─── EXCERPT TO READ ───

All of the four above mentioned research lines pertain, one way or another, to flexibility but, as we can easily see, they do not converge. Are all of them appropriately interpretable as “cognitive flexibility”? Do they refer to the same mechanism responsible for flexible answers? Is there such a single mechanism that underlies these different conceptions? These are the general questions that guide our exploratory study. A recent integrative account aims to reach a common view of flexibility and considers it to be a property of the cognitive system or its subsystems (Ionescu, 2012, 2017). One mechanism seems not to be enough for flexible behaviors to appear (O’Reilly, 2006) and flexible behaviors are also heavily influenced by context (Miller & Fusi, 2013; Perry, 2015; Stokes et al., 2013; Thomas et al., 2012). As such, cognitive flexibility might arise when several internal mechanisms interact well, like shifting or attentional mechanisms to name a few, and when these are also well adjusted to contextual cues, like the demands of a new rule or problem (see Figure 1 in Ionescu, 2012). Importantly, one prediction that follows is that shifting alone will not suffice for flexibility to emerge. While shifting is essential for flexibility, because one must switch perspectives for changing behavior in order to adapt or find a novel approach, one also needs other mechanisms, like inhibition, goal maintenance, or error monitoring, together with a robust knowledge base from which to activate distinct perspectives. One comprehensive review of the development of executive functions agrees that because flexibility relies on a variety of processes it may be better conceptualized as an emergent property (Müller & Kerns, 2015). We adopt this approach here, namely the idea that cognitive flexibility might be a property of the cognitive system (Ionescu 2012, 2017), and explore whether performance in various domains rely on different configurations of mechanisms in those particular areas (what we will call “domain-specific”) or rather on a similar mechanism (like set-shifting as a core “domain-general” cognitive mechanism).

─── INFORMATION SUPPLIED ───

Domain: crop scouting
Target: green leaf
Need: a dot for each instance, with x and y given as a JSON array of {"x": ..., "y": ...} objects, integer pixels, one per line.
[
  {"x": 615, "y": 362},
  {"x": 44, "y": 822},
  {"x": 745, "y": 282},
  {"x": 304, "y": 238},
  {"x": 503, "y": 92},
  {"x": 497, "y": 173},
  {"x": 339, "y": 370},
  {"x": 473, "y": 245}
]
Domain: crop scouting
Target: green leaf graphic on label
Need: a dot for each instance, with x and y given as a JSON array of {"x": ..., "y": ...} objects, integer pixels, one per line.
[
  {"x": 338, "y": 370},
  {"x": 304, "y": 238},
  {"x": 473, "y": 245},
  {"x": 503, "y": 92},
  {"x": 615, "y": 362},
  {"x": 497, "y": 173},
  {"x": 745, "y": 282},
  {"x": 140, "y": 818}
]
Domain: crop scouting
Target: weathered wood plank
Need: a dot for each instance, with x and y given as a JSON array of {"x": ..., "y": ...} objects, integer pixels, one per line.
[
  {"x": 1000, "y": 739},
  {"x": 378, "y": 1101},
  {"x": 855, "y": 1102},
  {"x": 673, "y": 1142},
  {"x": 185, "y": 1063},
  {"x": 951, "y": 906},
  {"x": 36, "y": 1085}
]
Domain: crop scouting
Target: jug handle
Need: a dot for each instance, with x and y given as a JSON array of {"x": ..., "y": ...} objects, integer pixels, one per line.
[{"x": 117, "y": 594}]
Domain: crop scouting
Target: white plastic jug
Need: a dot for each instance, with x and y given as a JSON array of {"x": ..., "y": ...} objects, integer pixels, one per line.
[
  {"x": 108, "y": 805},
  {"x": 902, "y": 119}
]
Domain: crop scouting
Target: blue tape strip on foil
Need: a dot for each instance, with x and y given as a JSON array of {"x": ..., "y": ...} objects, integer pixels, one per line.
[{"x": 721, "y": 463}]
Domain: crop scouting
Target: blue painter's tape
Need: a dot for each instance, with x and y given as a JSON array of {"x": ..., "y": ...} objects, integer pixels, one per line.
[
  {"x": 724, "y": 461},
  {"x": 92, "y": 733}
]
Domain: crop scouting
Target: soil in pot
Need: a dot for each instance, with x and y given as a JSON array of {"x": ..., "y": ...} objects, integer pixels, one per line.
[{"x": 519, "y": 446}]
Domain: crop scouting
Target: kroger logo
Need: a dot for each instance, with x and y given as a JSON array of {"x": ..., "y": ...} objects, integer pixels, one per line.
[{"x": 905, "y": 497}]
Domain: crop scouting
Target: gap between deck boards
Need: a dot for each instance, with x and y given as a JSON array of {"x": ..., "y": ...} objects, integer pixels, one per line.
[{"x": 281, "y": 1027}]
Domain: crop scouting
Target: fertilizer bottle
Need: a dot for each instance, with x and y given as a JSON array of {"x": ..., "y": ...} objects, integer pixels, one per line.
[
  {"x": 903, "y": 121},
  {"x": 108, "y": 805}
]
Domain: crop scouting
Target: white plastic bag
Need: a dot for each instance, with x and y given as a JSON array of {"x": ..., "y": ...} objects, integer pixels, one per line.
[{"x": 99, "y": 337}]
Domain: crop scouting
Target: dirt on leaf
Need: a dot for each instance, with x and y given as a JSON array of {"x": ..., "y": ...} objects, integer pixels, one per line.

───

OBJECTIVE:
Answer these questions from the excerpt on cognitive flexibility:
1. What does the integrative account (Ionescu, 2012, 2017) consider flexibility to be?
2. Besides shifting, which mechanisms does the text say are also needed for flexibility?
3. How does the review by Müller & Kerns (2015) suggest flexibility may be better conceptualized?

CORRECT OUTPUT:
1. A property of the cognitive system or its subsystems.
2. Inhibition, goal maintenance, and error monitoring, together with a robust knowledge base from which to activate distinct perspectives.
3. As an emergent property.